Set task 1:
Reproduce the distributed systems article starting with "What Makes a" and going on through "can fail independently.", switching "components" to "nodes".
───── Text to read
Distributed Systems Fundamentals Every Developer Should Know
Every system you use daily - from Google Search to your team’s Slack workspace - is a distributed system. Understanding how they work isn’t optional for modern software engineers.
Here’s what you need to know.
What Makes a System “Distributed”
A distributed system is any system where components on networked computers communicate and coordinate to achieve a common goal. The key challenge: these components can fail independently.
Your laptop is not a distributed system. A web app with a database, cache, and message queue? That’s distributed.
The CAP Theorem
The CAP theorem states that a distributed system can provide at most two of three guarantees:
- Consistency - Every read receives the most recent write
- Availability - Every request receives a response
- Partition tolerance - The system continues operating despite network failures
Since network partitions are inevitable, you’re really choosing between consistency and availability.
In practice, most systems make nuanced tradeoffs rather than a binary choice. DynamoDB, for example, offers tunable consistency.
Consensus: Getting Nodes to Agree
When multiple nodes need to agree on a value, you need a consensus algorithm. The two most important ones:
Raft
Raft is designed to be understandable. It elects a leader who handles all writes, and followers replicate the leader’s log.
──────────
Set task 2:
Identify each line of the entries that contains the string "query", and copy those lines out.
───── Records to use
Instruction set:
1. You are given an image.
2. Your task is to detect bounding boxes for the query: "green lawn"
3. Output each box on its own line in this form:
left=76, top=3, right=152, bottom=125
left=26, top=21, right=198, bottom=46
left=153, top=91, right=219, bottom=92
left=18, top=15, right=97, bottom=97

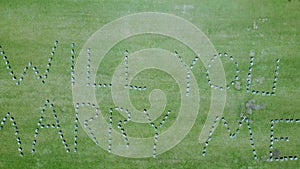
left=0, top=0, right=300, bottom=169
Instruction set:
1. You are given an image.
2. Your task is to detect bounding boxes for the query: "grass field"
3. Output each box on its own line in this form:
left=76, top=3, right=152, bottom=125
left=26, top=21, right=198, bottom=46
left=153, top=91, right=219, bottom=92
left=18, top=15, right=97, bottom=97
left=0, top=0, right=300, bottom=169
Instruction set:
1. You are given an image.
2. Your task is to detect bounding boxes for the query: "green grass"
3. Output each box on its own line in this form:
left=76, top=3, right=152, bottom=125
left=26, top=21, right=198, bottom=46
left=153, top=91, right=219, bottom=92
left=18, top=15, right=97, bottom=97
left=0, top=0, right=300, bottom=168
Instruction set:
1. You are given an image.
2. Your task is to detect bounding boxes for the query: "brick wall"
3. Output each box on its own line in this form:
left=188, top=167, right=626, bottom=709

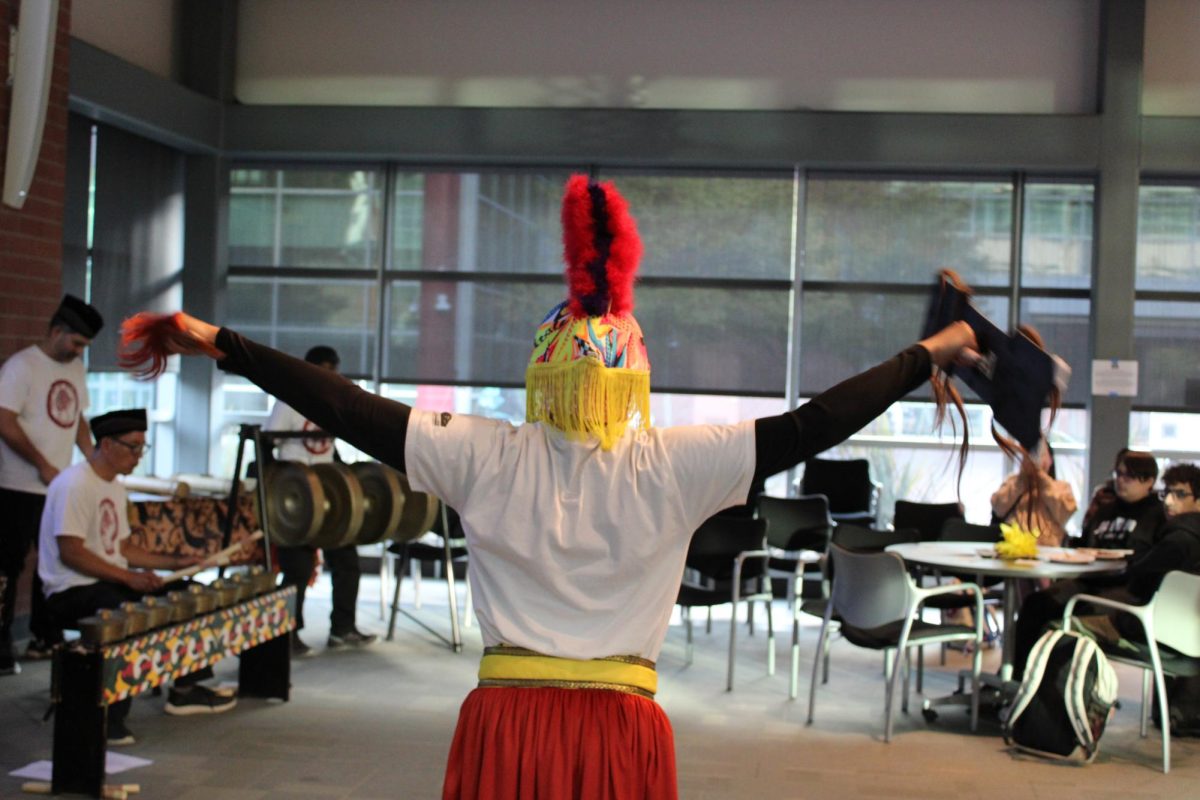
left=0, top=0, right=71, bottom=360
left=0, top=0, right=71, bottom=638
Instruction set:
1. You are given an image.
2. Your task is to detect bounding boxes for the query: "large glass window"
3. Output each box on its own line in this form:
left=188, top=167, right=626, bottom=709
left=221, top=167, right=1092, bottom=532
left=229, top=168, right=383, bottom=270
left=1134, top=185, right=1200, bottom=411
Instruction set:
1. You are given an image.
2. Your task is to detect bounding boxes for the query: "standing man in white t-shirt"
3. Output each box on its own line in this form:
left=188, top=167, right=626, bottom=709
left=265, top=344, right=376, bottom=657
left=0, top=295, right=104, bottom=675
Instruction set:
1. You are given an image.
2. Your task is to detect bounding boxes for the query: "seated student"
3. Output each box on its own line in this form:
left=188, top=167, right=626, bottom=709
left=991, top=438, right=1076, bottom=547
left=37, top=409, right=238, bottom=745
left=1013, top=464, right=1200, bottom=680
left=1068, top=447, right=1164, bottom=551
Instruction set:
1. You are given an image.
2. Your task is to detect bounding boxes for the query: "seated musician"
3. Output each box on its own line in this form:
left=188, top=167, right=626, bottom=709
left=37, top=409, right=238, bottom=745
left=1013, top=462, right=1200, bottom=680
──────────
Problem solution 1:
What Makes a System “Distributed”
A distributed system is any system where nodes on networked computers communicate and coordinate to achieve a common goal. The key challenge: these nodes can fail independently.

Problem solution 2:
2. Your task is to detect bounding boxes for the query: "green lawn"
2. Your task is to detect bounding boxes for the query: "grass field"
2. Your task is to detect bounding boxes for the query: "green grass"
2. Your task is to detect bounding boxes for the query: "brick wall"
2. Your task is to detect bounding boxes for the query: "large glass window"
2. Your task is to detect bounding boxes for the query: "standing man in white t-shirt"
2. Your task is to detect bounding boxes for the query: "seated student"
2. Your task is to detect bounding boxes for the query: "seated musician"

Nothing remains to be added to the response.